Material provided:
+ + + + + + +

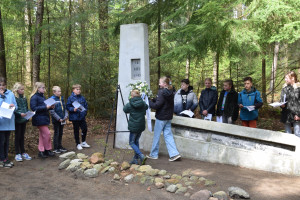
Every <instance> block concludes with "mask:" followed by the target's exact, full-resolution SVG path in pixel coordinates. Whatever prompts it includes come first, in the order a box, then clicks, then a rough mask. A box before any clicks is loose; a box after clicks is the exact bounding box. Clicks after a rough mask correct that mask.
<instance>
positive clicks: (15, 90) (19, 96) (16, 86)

+ + + + + + +

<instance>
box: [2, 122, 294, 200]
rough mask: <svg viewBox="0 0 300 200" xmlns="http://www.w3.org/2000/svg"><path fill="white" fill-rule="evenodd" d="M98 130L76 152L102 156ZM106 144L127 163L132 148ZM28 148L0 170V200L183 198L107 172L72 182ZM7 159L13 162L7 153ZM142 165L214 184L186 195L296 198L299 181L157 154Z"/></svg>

+ + + + + + +

What is expected: Show each line of the records that contains the string "clicks", treating uppercase and lowercase as different.

Reply:
Every <instance> block concludes with "mask:" followed by the target's exact, full-resolution SVG path in pixel coordinates. Whatever prompts it includes come first, in the order a box, then clicks, then a rough mask. A box before any clicks is loose; a box after clicks is the exact bounding box. Clicks after a rough mask correct that mask.
positive clicks: (15, 90) (19, 96) (16, 86)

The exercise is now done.